**TASK TO CARRY OUT**
Report every line below that carries the word "vanity".

**SUPPLIED RECORDS**
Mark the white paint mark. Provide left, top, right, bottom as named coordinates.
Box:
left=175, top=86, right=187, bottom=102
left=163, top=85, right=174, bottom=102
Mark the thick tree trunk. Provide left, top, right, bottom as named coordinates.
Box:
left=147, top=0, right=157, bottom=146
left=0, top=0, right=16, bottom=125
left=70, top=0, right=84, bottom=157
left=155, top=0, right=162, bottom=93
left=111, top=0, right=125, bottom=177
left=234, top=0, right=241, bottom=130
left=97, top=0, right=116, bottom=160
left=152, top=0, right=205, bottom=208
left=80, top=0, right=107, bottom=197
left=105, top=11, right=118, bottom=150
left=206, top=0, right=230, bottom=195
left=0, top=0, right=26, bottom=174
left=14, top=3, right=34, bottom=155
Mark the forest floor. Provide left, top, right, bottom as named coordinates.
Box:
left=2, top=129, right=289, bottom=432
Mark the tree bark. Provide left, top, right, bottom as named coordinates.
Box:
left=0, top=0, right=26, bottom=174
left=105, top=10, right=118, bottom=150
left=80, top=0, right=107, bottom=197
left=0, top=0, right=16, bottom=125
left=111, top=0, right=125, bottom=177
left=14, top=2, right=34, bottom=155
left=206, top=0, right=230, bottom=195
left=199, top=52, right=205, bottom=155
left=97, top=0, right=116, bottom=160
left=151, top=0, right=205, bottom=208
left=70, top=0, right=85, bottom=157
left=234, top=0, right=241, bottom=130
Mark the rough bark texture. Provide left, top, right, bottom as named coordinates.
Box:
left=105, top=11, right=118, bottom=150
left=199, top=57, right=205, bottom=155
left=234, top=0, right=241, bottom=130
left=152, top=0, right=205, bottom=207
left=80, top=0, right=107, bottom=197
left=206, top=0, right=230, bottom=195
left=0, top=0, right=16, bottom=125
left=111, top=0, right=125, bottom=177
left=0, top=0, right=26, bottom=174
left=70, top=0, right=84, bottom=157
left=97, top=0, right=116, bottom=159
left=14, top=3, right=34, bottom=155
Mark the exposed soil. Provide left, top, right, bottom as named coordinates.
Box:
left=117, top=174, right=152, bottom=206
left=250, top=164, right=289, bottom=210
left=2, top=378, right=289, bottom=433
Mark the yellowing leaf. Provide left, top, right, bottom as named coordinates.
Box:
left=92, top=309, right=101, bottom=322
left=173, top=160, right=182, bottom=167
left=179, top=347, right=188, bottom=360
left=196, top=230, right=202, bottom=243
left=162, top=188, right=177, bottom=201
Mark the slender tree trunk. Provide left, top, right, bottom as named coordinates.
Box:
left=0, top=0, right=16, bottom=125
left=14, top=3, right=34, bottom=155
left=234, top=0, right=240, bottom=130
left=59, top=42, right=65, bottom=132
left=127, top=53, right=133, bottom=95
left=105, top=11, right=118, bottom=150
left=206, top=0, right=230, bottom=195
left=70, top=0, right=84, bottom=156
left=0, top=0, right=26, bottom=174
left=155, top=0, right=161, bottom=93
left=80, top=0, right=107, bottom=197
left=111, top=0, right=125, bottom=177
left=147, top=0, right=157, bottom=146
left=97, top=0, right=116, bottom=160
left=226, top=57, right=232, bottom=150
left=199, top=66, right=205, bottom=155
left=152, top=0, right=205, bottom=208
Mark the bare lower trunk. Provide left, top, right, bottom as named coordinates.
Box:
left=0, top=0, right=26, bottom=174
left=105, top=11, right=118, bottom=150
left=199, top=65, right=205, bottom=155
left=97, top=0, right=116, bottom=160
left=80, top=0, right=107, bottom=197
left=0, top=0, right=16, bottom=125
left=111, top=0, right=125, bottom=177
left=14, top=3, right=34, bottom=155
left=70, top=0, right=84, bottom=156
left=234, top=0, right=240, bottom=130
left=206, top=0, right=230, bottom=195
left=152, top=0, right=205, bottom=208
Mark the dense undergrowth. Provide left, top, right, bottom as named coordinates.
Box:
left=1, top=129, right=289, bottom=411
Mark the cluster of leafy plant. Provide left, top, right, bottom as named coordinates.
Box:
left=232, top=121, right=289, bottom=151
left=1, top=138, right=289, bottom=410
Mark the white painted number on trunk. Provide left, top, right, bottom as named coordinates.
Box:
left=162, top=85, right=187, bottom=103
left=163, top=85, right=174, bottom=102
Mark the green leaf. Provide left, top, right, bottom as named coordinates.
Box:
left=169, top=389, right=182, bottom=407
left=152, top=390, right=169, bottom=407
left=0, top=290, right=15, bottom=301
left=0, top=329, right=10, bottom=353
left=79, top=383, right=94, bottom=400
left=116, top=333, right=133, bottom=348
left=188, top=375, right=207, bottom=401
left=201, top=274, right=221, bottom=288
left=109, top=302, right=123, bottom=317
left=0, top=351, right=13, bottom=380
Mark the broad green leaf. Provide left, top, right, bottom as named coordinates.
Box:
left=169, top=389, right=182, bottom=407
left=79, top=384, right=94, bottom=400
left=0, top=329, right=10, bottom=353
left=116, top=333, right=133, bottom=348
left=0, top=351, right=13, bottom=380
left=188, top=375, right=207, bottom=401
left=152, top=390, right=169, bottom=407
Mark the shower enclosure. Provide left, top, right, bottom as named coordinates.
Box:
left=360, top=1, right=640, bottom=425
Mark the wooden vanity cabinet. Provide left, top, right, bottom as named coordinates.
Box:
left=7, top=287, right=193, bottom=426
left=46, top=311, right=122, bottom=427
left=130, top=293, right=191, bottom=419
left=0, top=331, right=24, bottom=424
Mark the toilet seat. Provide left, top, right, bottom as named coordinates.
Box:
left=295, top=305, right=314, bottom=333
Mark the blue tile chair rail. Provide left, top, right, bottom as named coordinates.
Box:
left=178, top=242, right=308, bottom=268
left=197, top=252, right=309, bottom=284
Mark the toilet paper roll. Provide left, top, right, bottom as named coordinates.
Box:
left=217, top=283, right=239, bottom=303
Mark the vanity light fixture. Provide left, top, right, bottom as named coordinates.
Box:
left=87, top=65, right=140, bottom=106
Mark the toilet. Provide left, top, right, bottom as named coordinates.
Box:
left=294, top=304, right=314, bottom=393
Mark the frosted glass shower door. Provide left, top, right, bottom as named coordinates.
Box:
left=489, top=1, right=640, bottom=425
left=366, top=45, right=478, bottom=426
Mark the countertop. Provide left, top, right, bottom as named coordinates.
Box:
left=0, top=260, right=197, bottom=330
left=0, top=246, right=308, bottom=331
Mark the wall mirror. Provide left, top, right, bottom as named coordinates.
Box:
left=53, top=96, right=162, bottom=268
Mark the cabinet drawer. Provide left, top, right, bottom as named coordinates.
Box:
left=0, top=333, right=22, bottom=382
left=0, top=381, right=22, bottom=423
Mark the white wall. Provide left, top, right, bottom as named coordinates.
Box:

**ANSWER SECTION**
Mark the wooden vanity cabinet. Provide left, top, right, bottom as named coordinates.
Mark the vanity light fixture. Provide left, top, right, bottom as named coordinates.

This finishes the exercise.